The expected output is a copy of every line in the records with the string "positive".

------------------------------------------------------------

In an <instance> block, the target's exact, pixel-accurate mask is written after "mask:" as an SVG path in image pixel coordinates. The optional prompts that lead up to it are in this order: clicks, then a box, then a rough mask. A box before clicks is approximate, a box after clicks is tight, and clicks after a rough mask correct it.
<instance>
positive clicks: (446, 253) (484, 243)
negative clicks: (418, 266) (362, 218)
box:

------------------------------------------------------------

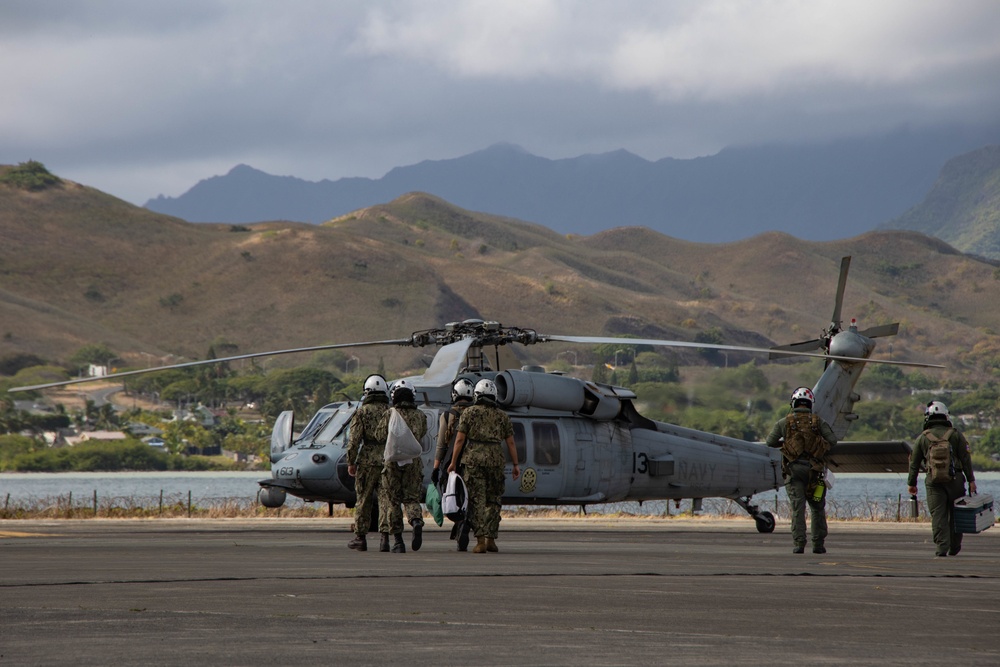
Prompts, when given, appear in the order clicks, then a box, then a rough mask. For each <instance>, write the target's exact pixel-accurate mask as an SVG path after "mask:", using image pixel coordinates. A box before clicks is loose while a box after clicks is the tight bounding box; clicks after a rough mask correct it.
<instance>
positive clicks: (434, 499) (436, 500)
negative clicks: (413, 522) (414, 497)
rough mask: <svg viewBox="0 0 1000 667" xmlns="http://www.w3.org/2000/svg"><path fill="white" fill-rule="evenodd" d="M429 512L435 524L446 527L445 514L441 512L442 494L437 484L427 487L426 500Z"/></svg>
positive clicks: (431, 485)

------------------------------------------------------------

> _EXPECTED ANSWER_
positive clicks: (446, 253) (484, 243)
positive clicks: (434, 499) (436, 500)
positive clicks: (431, 485)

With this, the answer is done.